CONSIGNE:
Dans le texte sur la parabole du débiteur impitoyable, remplace « dette » par « obligation ». Recopie ensuite le passage situé entre « Le pardon de » et « 3.10 ; Psaume 14.1). », bornes comprises.

LE DÉBITEUR IMPITOYABLE (Matthieu 18.21-35)
(2° partie)
L’application de la parabole
Nous devons donc comprendre ce thème central et l'appliquer à nos propres attitudes et actions sous trois points principaux.
Le pardon de Dieu à notre encontre
1. Nous avons une dette colossale envers Dieu à cause de notre péché, et nous sommes incapables de la régler. Son pardon de nos péchés vient avant notre pardon de ceux des autres. En fait, le premier sert de motivation au second. Les bonnes œuvres n'effacent pas les mauvaises, car elles ne sont que notre devoir légitime (Luc 17.10). Le paiement de ma facture d'électricité de ce mois ne m'exonère pas de celle du mois précédent. Ma justice présente n'expie pas mon péché d'hier. En outre, « il n'y a point de juste, pas même un seul » (Romains 3.10 ; Psaume 14.1).
« Nous sommes tous des impurs, et toute notre justice est comme un vêtement souillé; nous sommes tous flétris comme une feuille, et nos crimes nous emportent comme le vent. » (Esaïe 54.5)
De manière inévitable et inéluctable, nos meilleurs efforts sont impotents pour nous sauver. Même si notre vie se déroulait désormais sans péché, dans nos pensées, paroles et actes (chose impossible bien sûr), nous ne pourrions toujours pas effacer les péchés du passé. Ils doivent cependant être expiés, car la justice parfaite de Dieu exige satisfaction.
Les péchés doivent être pardonnés ou le coupable souffrira le châtiment qu'il mérite. Cette punition est une séparation éternelle d'avec Dieu et l’infinie servitude de la corruption et des misères du mal déchaîné. L'enfer est une étreinte éternelle par le mal. C'est pourquoi l'Écriture en parle en termes de « pleurs et de grincements de dents », d' « étang de feu».
Ce n'est pas « les autres », comme le prétendait Sartre, mais un abandon absolu et éternel aux conséquences d'une farouche opposition à Dieu. En fin de compte, Dieu prend le pécheur incrédule et impénitent au mot : « Tu ne voulais pas de moi ? Je t'accorde ton désir pour l'éternité. Éloigne-toi de moi, maudit, et va dans l'étang de feu préparé pour le diable et ses anges. »

DONNÉES AFFICHÉES:
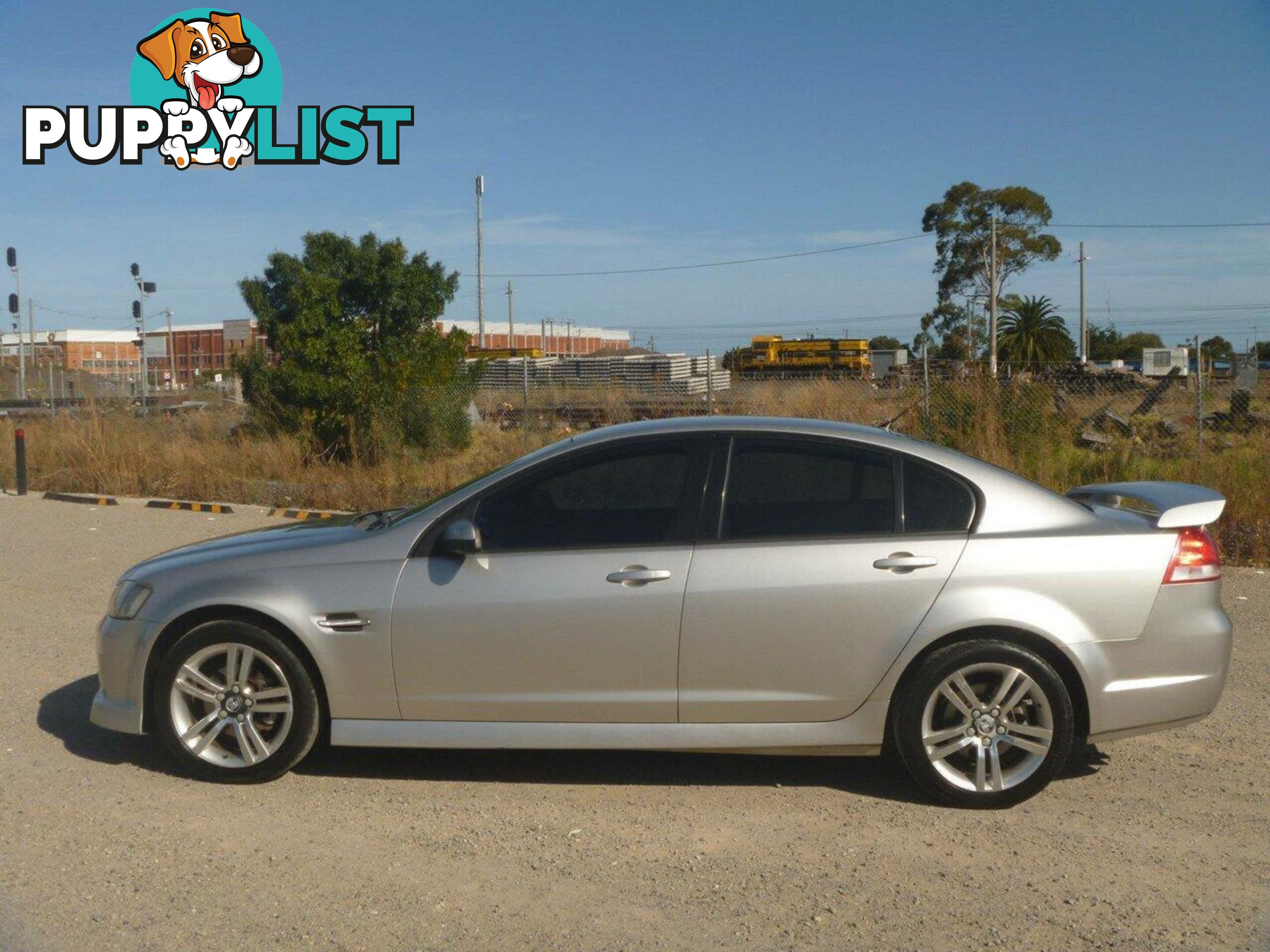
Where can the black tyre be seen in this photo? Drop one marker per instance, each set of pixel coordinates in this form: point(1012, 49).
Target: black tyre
point(234, 703)
point(983, 724)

RÉPONSE:
Le pardon de Dieu à notre encontre
1. Nous avons une obligation colossale envers Dieu à cause de notre péché, et nous sommes incapables de la régler. Son pardon de nos péchés vient avant notre pardon de ceux des autres. En fait, le premier sert de motivation au second. Les bonnes œuvres n'effacent pas les mauvaises, car elles ne sont que notre devoir légitime (Luc 17.10). Le paiement de ma facture d'électricité de ce mois ne m'exonère pas de celle du mois précédent. Ma justice présente n'expie pas mon péché d'hier. En outre, « il n'y a point de juste, pas même un seul » (Romains 3.10 ; Psaume 14.1).